_SUPPLIED PASSAGE_.
____________
The original story is available here and has been republished with permission.
Even with the stumbles that have occurred in standing up a national system for sharing pandemic-related health data, it has been far more successful than previous efforts to share data between levels of government—or across government agencies at the same level.
This report offers a rich description of what intergovernmental data sharing can offer by describing a range of federal, state, and local data sharing initiatives in various policy arenas, such as social services, transportation, health, and criminal justice.
The report identifies seven common challenges that serve as barriers to more effective data sharing. It uses insights developed from the range of case studies to identify key factors for successful intergovernmental data sharing, such as committed leadership, effective processes, and data quality. It then offers a set of recommendations to guide government officials on ways they could undertake data sharing initiatives, along with specific action steps they could take. For example, establishing an “ask once” goal for government data collection in order to reduce burdens on the public and businesses.
We hope this report provides leaders at all levels of government a roadmap that they can use to improve service delivery to the public and businesses, make better decisions about resource allocation in programs, and operate more seamlessly in serving citizens.
Download the report from here.
Here's an extract from the blog post on this report. The original blog post is available here.
Most Data Linking Strategies Also Leverage Digital Services. Wiseman found that the best government data sharing initiatives have a compelling vision of how data can be useful to transform operations – and are dove-tailed with the government’s digital service initiatives. She points to the Republic of Singapore as a leading example of how this is being done. There, the government has created a seamless and customer-oriented government. It provides a one-stop access for citizens to more than 300 digital government services from 110 different government agencies.
She observes that the role of the federal government is to start where it has – by defining a vision, principles, practices, and creating a governance framework (e.g., data sharing agreements, ethics, chief data officers), inventorying existing data, and setting standards. It has the ability to take on these tasks absent an urgent and compelling need.
____________
Continue the piece on government data sharing, starting after its last sentence. The rows that come next are separate material, unrelated to the piece on government data sharing.
____________
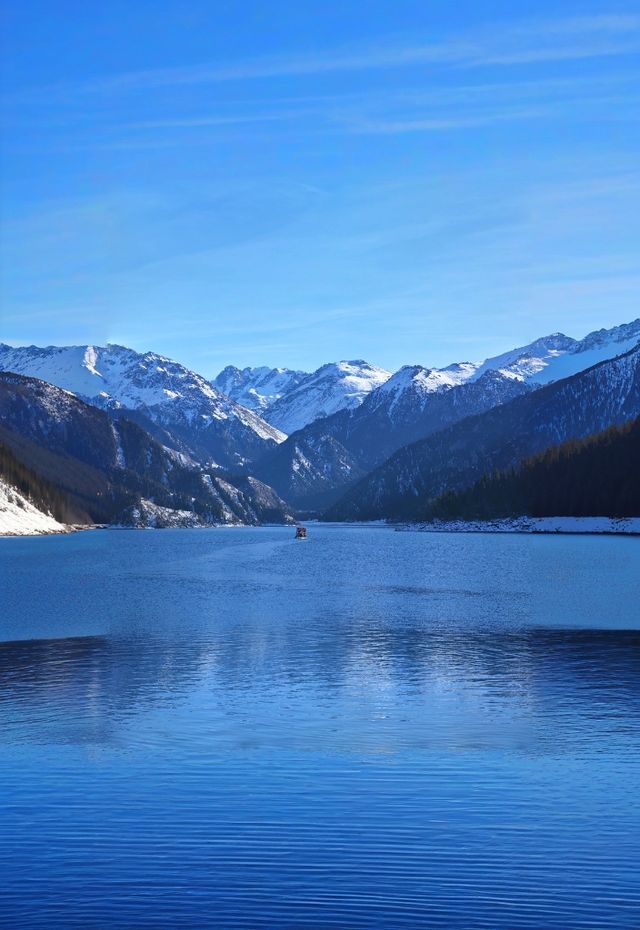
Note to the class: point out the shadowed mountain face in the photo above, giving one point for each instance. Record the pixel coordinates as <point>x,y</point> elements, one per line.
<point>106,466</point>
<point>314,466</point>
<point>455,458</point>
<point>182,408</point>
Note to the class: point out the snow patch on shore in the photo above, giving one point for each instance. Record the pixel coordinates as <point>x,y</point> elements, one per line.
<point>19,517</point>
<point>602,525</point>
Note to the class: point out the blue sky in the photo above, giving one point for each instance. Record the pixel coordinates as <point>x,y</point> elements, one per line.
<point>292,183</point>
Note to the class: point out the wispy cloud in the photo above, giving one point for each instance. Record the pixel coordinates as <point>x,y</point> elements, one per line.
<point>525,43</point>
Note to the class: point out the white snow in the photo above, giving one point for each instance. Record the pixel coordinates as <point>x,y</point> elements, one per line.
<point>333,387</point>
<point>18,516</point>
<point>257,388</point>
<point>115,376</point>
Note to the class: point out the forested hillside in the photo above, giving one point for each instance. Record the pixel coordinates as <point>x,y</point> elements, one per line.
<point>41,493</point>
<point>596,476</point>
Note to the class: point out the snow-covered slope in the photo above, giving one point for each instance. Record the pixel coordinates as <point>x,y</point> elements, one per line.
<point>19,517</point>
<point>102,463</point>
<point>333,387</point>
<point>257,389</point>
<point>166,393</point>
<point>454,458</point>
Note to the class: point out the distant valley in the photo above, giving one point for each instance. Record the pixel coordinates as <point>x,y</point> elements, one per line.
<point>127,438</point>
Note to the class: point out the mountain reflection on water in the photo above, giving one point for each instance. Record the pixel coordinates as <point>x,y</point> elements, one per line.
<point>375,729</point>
____________
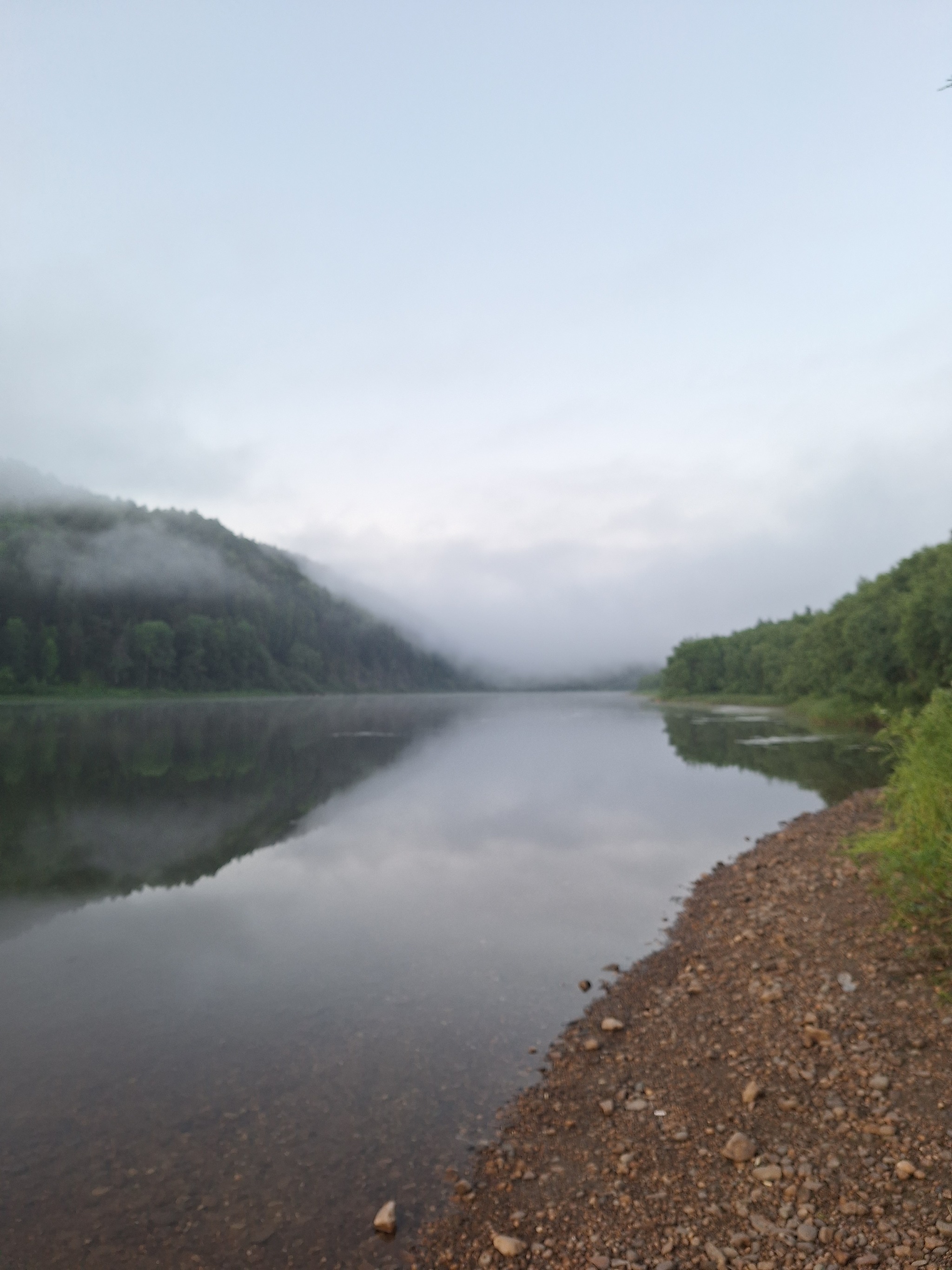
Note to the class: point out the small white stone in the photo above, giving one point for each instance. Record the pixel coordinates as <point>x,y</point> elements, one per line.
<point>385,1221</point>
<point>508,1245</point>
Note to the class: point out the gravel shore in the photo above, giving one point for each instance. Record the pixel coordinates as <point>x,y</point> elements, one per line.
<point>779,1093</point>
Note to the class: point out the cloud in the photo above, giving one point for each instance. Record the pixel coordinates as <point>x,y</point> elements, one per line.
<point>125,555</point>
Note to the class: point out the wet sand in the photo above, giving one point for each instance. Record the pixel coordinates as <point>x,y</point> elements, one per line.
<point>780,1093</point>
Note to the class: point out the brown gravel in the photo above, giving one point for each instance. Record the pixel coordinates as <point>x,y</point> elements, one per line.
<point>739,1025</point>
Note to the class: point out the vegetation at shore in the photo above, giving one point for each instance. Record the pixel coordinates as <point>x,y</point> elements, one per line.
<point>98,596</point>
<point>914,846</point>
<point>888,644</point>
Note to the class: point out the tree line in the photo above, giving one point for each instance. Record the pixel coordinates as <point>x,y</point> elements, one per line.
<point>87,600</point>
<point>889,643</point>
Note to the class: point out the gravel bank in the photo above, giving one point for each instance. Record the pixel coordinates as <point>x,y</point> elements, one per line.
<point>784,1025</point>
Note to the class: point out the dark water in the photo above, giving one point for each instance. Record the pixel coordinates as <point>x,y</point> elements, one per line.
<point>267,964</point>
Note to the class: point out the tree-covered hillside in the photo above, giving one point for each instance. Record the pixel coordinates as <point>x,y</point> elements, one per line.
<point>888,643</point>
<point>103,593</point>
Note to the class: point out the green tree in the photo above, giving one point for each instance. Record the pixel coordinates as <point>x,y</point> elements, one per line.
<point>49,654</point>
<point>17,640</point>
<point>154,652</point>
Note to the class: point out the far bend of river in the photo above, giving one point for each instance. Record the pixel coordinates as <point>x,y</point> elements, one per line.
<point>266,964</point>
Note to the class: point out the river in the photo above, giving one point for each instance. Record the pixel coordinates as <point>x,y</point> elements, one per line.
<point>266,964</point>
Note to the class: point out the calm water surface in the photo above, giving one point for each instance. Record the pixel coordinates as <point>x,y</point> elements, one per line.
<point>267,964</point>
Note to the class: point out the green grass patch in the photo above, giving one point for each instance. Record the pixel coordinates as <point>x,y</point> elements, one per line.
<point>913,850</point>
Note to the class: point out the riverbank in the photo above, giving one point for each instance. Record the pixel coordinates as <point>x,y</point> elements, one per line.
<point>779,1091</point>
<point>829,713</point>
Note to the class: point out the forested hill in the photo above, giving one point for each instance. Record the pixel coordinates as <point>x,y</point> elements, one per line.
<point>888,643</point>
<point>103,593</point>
____________
_RESPONSE AREA_.
However, state and local governments – because of limited resources -- tend undertake data sharing only when there is a compelling need to share data – emergency response, natural disasters, COVID response, floods, the opioid epidemic, etc. However, they have learned that if you wait until you need the data, it is too late, because data collection, quality, and standardization efforts typically take years to cobble together. States and localities, however, are often more willing to support digital service investments that can show more immediate value to citizens. That is why linking data sharing to digital service transformation can help accelerate both.
Recommendations. Based on the findings from the relevant literature, expert interviews, and the case studies, Wiseman offers four recommendations to advance intergovernmental data sharing that extend beyond the existing Federal Data Strategy:
- Congress and the president should create a policy and governance framework. They should define a broad data and digital excellence vision, with incentives to act, and a strong data governance structure that include states and localities. This would include actions such as establishing an “ask once” goal for data collection, rewarding agencies that link their data sets, and creating intergovernmental data councils.
- Congress and the president should establish funding and capacity building mechanisms to support implementation of increased data sharing across all levels of government. This would include actions such as supporting data literacy efforts in federal agencies and among federal leaders, funding for data sharing projects, and resources to improve data quality.
- The non-profit and philanthropic sectors should proactively support intergovernmental data sharing efforts. This would include actions such as providing incentives to innovate and link different sources or types of data between the federal, state and local levels, and supporting information exchange networks.
- Agency managers and data leaders at all levels of government should champion data sharing efforts. This would include actions such as articulating and creating a shared vision for data sharing, establishing shared data standards and protocols, and sponsoring communities of practice for data enthusiasts.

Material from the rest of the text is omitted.